Continue the artifact review summary for POP below, starting after its last line.

## EXCERPT TO READ
BEGIN

Artifact Review Summary: Solving Large-Scale Granular Resource Allocation Problems Efficiently with POP

Artifact Details

Badges Awarded

Artifact Available	Artifact Functional	Results Reproduced

Description of the Artifact

Artifact location: https://github.com/stanford-futuredata/POP
Readme: https://github.com/stanford-futuredata/POP/blob/main/EXPERIMENTS.md

The provided artifact has code, dependencies, scripts to run the experiments for each of the three – Cluster scheduling, Load balancing, Traffic engineering – application areas on which POP technqiue was evaluated on. For each application area, there are quite a few dependencies. The dependencies have been clearly documented (typically in requirements.txt which corresponds to the required python modules) in their folders. Scripts have also been furnished to run the experiments and to proces the results.

Environment(s) Used for Testing

Environment-1:

Used the image provided by the authors on an AWS EC2 spot instances (m5.8xlarge, recommended by the authors) to evaluate.

Environment-2:

Used the instructions provided by the authors to develop an image (shared among the reviewers) to run evaluations on CloudLab. Server: C6420 node, with 32 cores and 384 GB memory, which is in configuration similar to m5.8xlarge VMs. OS: Ubuntu 18.04

Step-By-Step Instructions to Exercise the Artifact

Software/Licenses required:
- See instructions at https://github.com/stanford-futuredata/POP/blob/main/EXPERIMENTS.md
- Dependenices:
  - Gurobi academic license
  - IBM CPLEX 20.1 optimization package.
  - Use python packages suggested in the instructions.
Installation instructions:

    # Ubuntu 18.04 installation
    sudo apt update && sudo apt -y upgrade
    sudo apt install -y build-essential cmake python-dev openjdk-11-jre-headless default-jre maven unzip zip htop g++ gcc libnuma-dev make numactl zlib1g-dev    

    # Requied Python 3.7 or higher. Need to make sure that is the default version of python/py3
    sudo apt install python3.7
    sudo update-alternatives --install /usr/bin/python3 python3 /usr/bin/python3.7 37
    sudo update-alternatives --install /usr/bin/python python /usr/bin/python3.7 37

    # In order to make sure we install the python dev package of the right python-version.
    sudo apt remove python3-dev
    sudo apt purge python3-dev
    sudo apt install python3.7-dev 

    # Install Miniconda
    wget https://repo.anaconda.com/miniconda/Miniconda3-py38_4.10.3-Linux-x86_64.sh
    bash Miniconda3-py38_4.10.3-Linux-x86_64.sh

    #Install Gurobi:
    wget https://packages.gurobi.com/8.1/gurobi8.1.1_linux64.tar.gz
    tar xvf gurobi8.1.1_linux64.tar.gz

    # Install IBM CPLEX 20.1 (check instructions in the repo)

END

## STORED RECORDS
BEGIN

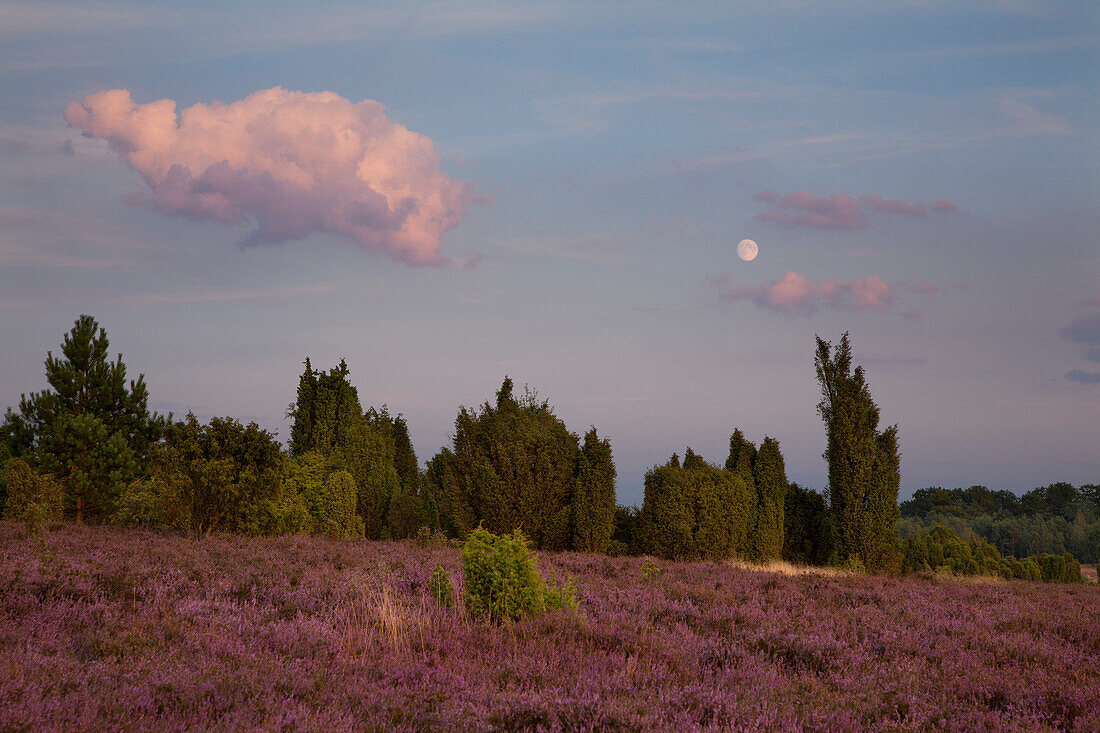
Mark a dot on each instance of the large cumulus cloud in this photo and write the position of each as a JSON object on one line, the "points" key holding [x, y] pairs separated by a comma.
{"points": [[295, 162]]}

END
BEGIN

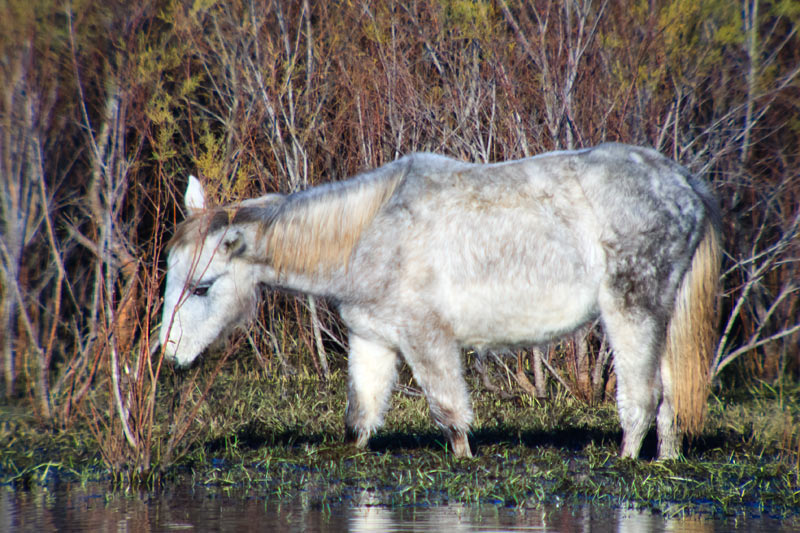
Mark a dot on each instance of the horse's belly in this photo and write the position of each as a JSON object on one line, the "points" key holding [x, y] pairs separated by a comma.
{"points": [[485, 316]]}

END

## TASK OUTPUT
    Run the installer, specifying /home/ubuntu/cplex201 as the install directory.

    # Modify .bashrc
    export GUROBI_HOME=$HOME/gurobi811/linux64
    export CPLEX_HOME=$HOME/cplex121/cplex
    export LD_LIBRARY_PATH=$CPLEX_HOME/bin/x86-64_linux:$GUROBI_HOME/lib:$LD_LIBRARY_PATH
    export PATH=$GUROBI_HOME/bin:$PATH

    # Installation related to Cluster Scheduling
    cd POP/cluster_scheduling
    conda create --name cluster_scheduling
    pip3 install scikit-build numpy cython  # The list of modules in requirements.txt might not be in the right order.
    pip3 install -r requirements.txt
    cd scheduler; make

    # Traffic engineering
    cd POP/traffic_engineering
    conda env create -f environment.yml
    conda activate traffic_engineering
    pip install -r requirements.txt
    ./download.sh # Download the traffic matrices used in experiments.

    # Installation related to load balancing
    cd POP/load_balancing
    mvn package    

How The Artifact Supports The Paper

The work was awarded the following badges, followed by the reasons:

Artifact available: The repo provides the necessary code, and the experimental setup for all the three different application areas in which the proposed solution was evaluated. A comprehensive documentation on the organization of the aritfact is available.
Artifact functional: The reviewers were able to run the experiments related to each application area. While the instructions weren’t comprehensive in the beginning, from the interactions between the reviewers and the authors, we were ultimately able to run all the experiments. The authors have updated the instructions based on the the recommendations from the reviewers. Since the reviewers were able to satisfactorily run the experiments, we awarded the badge “Functional” badge.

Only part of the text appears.